> [Given records]:
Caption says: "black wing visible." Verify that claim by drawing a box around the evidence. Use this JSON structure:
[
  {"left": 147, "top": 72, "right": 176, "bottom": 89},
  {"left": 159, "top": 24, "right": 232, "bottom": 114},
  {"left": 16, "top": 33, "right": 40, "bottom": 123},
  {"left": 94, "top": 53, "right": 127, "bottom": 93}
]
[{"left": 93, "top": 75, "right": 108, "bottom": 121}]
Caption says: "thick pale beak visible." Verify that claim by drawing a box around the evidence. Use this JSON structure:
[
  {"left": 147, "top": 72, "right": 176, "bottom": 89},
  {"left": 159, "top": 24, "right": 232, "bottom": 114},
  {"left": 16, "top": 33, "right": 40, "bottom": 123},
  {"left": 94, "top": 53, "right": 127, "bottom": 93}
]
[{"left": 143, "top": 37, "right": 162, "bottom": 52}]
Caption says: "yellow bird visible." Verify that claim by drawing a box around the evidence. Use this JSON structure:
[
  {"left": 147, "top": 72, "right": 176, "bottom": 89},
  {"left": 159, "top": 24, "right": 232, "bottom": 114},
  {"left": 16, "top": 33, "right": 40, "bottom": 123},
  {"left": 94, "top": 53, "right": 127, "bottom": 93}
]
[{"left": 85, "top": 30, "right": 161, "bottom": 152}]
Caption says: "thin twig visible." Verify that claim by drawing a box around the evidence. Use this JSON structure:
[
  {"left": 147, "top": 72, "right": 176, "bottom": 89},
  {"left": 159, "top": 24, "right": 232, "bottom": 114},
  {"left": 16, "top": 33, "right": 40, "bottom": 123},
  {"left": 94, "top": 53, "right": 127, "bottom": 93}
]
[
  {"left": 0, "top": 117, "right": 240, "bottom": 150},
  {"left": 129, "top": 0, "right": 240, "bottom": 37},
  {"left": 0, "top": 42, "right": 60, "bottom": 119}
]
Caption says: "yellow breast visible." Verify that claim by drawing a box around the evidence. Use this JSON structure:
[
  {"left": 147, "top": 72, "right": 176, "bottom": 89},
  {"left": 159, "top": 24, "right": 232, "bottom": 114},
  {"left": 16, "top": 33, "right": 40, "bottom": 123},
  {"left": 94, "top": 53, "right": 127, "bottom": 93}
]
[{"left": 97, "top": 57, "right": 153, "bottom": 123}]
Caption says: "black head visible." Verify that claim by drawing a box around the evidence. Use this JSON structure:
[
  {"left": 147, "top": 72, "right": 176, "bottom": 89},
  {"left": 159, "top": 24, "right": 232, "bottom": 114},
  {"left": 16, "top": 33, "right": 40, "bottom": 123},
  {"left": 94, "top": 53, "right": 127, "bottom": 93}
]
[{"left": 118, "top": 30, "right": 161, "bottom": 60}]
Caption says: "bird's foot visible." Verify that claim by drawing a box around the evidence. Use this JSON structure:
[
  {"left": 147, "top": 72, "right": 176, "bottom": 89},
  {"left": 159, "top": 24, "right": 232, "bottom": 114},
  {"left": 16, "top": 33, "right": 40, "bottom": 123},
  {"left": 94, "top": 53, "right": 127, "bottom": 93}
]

> [What to work on]: Extract every line of the records containing the word "that" and copy each one unchanged.

> [Correct response]:
Caption says: "black wing visible." Verify that claim by drawing a box around the evidence. Use this JSON structure:
Caption says: "thick pale beak visible." Verify that claim by drawing a box around the evidence. Use this JSON structure:
Caption says: "yellow bird visible." Verify that claim by drawing a box around the evidence. Use this JSON structure:
Caption says: "thin twig visible." Verify that claim by drawing a box around the evidence. Use this JSON structure:
Caption says: "yellow breast visible." Verify that claim by drawing a box around the evidence. Use this JSON structure:
Caption says: "black head visible." Verify that claim by drawing a box around the evidence. Use this JSON structure:
Caption says: "bird's foot visible." Verify that claim by drawing a box around the evidence. Use this JSON structure:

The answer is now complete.